Required task 1 - According to the variable definitions, during which period does Dumband take the value 1?

Page excerpt -
▬▬▬

Foreign Exchange Intervention Stock (LFEXINT=log(FEXINT): Fexint represent the cumulative net Purchases of foreign exchange by the Central Bank, minus the stock of exchange rate linked instruments issued by the C. Bank. Source: Central Bank of Chile.

Volatility of Domestic Returns (Volrdom): Quarterly Average Standard Deviation of rdom, calculated on the basis of monthly information for the previous six months. Source calculations by the author on the basis of Central Bank data. Volatility of the Real Exchange Rate (Volrer): Quarterly Average Standard Deviation of rer, calculated on the basis of monthly information for the previous six months. Source calculations by the author on the basis of Central Bank data.

Dummy for the Exchange Rate Band (Dumband): Takes the value 1 during the period of application of the Exchange Rate band (1990.1-1999.3), and zero otherwise. Source calculations by the author on the basis of Central Bank data.

▬▬▬

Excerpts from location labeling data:
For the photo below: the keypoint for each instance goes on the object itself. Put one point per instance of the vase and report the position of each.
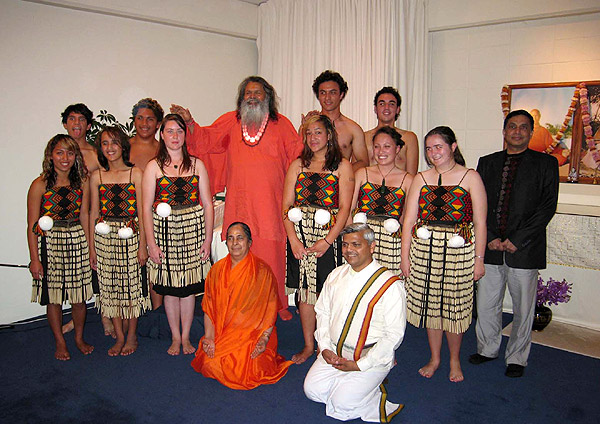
(541, 318)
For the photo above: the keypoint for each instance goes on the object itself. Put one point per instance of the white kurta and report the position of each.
(357, 394)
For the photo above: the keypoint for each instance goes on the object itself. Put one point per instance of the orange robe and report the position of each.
(254, 179)
(242, 304)
(541, 139)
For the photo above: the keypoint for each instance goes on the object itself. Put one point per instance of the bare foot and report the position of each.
(188, 349)
(61, 353)
(175, 348)
(428, 370)
(285, 315)
(303, 355)
(68, 327)
(117, 348)
(129, 348)
(456, 374)
(85, 348)
(109, 328)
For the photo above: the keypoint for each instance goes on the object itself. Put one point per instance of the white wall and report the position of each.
(54, 56)
(472, 58)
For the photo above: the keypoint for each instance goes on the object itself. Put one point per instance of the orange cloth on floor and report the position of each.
(254, 178)
(242, 304)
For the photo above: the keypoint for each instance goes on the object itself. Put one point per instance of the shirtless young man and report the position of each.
(387, 108)
(147, 116)
(330, 89)
(77, 120)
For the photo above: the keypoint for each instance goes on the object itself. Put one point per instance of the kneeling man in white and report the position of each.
(361, 317)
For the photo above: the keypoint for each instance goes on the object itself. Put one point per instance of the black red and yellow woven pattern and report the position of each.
(318, 189)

▬▬▬

Required task 2 - In the listing, swap "kneeling" for "crouching" from the line with "man and report the position of each." up to and including the last line of the listing. Give those lines again with nothing else changed.

Task solution 1 - 1990.1-1999.3, the period when the exchange rate band applied.

Task solution 2 -
For the photo above: the keypoint for each instance goes on the object itself. Put one point per instance of the shirtless young man and report the position of each.
(387, 108)
(147, 116)
(330, 89)
(77, 120)
For the photo above: the keypoint for each instance goes on the object itself. Put one point per instance of the crouching man in white and report the position of each.
(361, 317)
For the photo above: the keypoint for each instance goes on the object itself. Put one point per instance of the black red and yellow woven pattern and report the position of each.
(318, 189)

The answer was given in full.